● Text under study:
Image created with Artificial Intelligence

Emerging Market Equity Funds

Encouraged by the prospect of a U.S. rate cut, which opens the door for emerging markets to cut rates with less risk of triggering currency weakness, EPFR-tracked emerging market equity funds posted their 12th consecutive inflow during the third week of August. “While fund groups with mandates in emerging Asian markets remain the main driver of overall flows, global emerging market diversified equity funds last week saw their largest inflows since mid-May”they highlight.

In particular, funds dedicated to major Asian markets saw inflows ranging from $159 million from Korean equity funds to $4.87 billion from Chinese equity funds. “There was less interest in gaining exposure to smaller regional markets, as equity funds in Pakistan, the Philippines, Vietnam and Thailand saw outflows.” For Thai equity funds, the latest redemptions marked the 33rd consecutive week that investors have pulled money from the group. “While tourism, historically a key indicator of Thailand’s economic health, has recovered after being hit by the pandemic, political uncertainty and global trade tensions have undermined the country’s appeal to investors and fund managers alike,” the firm warns.

● Activities:
- A) Translate this sentence from the text on emerging market equity funds into Spanish: "For Thai equity funds, the latest redemptions marked the 33rd consecutive week that investors have pulled money from the group."
- B) In the text on emerging market equity funds, rewrite the passage from "In particular, funds" up to and including "the firm warns.", using "withdrawals" in place of "redemptions".

● Dataset extract:
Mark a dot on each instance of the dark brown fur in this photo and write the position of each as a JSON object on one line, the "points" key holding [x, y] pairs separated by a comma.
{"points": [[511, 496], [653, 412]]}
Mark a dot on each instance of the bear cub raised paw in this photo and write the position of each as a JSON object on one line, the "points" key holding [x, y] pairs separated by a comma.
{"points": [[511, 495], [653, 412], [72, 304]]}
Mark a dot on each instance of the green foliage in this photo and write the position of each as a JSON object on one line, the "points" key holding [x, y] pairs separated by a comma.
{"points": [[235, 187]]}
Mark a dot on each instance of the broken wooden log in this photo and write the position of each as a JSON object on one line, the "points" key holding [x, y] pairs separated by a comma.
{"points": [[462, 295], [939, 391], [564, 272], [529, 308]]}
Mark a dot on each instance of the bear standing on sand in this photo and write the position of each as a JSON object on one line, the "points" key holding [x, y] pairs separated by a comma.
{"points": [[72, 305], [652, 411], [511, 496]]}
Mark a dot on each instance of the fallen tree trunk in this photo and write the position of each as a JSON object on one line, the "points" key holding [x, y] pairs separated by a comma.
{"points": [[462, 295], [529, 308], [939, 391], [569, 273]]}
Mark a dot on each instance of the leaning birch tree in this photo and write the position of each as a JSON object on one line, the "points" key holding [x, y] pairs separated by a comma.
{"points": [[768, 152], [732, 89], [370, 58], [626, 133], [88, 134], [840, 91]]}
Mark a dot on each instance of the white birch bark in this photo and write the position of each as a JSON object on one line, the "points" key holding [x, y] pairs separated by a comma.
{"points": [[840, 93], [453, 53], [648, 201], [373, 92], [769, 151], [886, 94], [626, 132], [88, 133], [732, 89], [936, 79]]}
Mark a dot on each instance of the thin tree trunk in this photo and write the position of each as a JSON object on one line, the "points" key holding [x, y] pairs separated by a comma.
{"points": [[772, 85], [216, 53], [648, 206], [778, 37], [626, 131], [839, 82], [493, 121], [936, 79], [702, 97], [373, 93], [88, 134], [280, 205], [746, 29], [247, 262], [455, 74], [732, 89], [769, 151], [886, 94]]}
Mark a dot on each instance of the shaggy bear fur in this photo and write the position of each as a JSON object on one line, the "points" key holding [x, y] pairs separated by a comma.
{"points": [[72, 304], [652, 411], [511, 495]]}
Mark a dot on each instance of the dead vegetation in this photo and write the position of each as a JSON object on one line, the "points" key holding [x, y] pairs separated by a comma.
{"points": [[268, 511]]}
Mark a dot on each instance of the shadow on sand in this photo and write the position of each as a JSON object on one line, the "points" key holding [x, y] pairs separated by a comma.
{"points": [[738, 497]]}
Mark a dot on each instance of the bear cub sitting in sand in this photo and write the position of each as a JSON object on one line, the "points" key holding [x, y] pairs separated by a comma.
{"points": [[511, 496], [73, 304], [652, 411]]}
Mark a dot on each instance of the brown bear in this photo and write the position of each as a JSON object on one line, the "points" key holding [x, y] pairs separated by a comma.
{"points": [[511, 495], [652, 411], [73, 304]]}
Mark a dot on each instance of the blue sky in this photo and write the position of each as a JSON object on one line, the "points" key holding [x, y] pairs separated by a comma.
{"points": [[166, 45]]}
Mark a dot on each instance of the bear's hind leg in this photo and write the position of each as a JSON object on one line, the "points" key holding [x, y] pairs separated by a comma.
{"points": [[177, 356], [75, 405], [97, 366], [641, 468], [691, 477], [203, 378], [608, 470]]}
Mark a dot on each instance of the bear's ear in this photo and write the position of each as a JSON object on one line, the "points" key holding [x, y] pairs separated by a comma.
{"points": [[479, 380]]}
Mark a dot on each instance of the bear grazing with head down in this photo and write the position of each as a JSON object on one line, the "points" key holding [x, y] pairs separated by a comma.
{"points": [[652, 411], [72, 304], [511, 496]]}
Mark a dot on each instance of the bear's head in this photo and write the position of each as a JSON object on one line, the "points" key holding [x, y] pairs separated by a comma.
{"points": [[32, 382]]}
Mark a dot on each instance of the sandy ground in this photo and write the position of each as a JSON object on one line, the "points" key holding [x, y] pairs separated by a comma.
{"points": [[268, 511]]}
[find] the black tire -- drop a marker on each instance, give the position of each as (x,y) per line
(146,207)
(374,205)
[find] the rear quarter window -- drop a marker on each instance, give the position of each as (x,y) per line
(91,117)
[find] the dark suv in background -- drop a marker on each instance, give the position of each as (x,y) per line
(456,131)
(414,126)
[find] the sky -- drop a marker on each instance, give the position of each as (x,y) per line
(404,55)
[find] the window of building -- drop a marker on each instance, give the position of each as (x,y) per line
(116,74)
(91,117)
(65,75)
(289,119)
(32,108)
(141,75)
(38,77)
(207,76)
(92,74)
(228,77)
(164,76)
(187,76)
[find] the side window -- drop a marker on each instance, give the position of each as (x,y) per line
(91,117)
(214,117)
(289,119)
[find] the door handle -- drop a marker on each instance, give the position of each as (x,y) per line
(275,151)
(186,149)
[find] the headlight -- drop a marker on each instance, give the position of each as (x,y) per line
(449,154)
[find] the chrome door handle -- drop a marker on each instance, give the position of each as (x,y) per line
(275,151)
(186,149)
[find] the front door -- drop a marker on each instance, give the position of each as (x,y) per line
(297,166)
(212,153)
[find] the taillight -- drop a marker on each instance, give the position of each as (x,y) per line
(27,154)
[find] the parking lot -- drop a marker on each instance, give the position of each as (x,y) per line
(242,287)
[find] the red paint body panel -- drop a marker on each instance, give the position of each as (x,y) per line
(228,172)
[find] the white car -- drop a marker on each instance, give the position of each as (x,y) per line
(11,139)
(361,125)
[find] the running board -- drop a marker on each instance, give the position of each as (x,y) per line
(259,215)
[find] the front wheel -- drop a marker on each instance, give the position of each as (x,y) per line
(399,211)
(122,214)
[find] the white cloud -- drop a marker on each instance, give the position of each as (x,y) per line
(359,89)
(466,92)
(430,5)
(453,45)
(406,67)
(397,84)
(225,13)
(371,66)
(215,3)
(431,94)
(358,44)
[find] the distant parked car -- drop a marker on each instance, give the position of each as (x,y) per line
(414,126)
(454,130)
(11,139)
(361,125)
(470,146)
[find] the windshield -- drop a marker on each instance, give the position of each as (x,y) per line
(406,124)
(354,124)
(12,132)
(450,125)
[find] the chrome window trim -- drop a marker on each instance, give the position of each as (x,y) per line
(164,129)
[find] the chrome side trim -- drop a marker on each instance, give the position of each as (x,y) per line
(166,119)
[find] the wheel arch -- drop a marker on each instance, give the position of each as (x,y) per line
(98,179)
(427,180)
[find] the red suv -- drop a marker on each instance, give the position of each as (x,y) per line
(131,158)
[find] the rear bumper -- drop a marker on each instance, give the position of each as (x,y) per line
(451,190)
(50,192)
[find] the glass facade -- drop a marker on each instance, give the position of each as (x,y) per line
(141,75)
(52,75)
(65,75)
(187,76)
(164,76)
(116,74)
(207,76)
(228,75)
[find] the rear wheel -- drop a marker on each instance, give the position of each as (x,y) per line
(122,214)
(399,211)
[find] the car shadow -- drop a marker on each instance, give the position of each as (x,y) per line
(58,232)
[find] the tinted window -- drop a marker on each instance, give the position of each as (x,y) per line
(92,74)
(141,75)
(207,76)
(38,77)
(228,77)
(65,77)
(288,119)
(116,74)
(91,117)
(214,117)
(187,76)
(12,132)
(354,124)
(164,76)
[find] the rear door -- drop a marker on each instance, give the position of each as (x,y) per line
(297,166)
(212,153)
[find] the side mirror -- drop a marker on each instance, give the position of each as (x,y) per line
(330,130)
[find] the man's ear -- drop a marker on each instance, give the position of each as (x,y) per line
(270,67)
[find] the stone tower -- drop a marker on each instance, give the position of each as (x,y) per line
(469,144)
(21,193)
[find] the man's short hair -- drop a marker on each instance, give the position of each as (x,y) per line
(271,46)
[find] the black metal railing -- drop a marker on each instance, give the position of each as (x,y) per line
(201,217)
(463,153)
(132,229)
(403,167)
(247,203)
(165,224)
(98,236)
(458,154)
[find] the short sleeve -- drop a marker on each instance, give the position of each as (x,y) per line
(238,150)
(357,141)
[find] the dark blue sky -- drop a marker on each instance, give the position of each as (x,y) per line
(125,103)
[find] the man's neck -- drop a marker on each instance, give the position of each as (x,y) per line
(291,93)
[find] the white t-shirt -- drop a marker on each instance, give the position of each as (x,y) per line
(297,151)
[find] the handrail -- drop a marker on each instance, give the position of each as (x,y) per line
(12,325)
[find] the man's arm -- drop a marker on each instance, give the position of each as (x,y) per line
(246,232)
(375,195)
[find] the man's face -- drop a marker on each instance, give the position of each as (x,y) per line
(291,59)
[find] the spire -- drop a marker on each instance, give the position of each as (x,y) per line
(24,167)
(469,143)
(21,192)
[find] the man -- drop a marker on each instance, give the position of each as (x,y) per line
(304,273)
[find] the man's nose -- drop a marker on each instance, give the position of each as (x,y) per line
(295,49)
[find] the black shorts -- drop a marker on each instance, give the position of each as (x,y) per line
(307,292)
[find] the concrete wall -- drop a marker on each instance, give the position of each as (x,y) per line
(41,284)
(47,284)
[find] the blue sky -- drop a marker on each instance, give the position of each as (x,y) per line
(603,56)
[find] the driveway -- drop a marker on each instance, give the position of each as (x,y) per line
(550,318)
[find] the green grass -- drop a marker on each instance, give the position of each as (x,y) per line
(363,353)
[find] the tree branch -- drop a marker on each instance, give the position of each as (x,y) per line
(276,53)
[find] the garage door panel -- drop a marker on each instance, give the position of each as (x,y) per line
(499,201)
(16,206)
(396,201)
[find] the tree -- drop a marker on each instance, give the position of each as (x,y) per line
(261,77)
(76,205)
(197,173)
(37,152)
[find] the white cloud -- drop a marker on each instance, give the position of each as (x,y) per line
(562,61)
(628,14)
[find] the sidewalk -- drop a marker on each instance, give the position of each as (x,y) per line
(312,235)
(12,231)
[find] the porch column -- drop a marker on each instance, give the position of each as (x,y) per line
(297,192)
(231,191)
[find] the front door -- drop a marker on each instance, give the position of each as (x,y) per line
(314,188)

● Task solutions:
- A) En el caso de los fondos de renta variable tailandeses, los últimos reembolsos marcaron la 33.ª semana consecutiva en que los inversores han retirado dinero del grupo.

- B)
In particular, funds dedicated to major Asian markets saw inflows ranging from $159 million from Korean equity funds to $4.87 billion from Chinese equity funds. “There was less interest in gaining exposure to smaller regional markets, as equity funds in Pakistan, the Philippines, Vietnam and Thailand saw outflows.” For Thai equity funds, the latest withdrawals marked the 33rd consecutive week that investors have pulled money from the group. “While tourism, historically a key indicator of Thailand’s economic health, has recovered after being hit by the pandemic, political uncertainty and global trade tensions have undermined the country’s appeal to investors and fund managers alike,” the firm warns.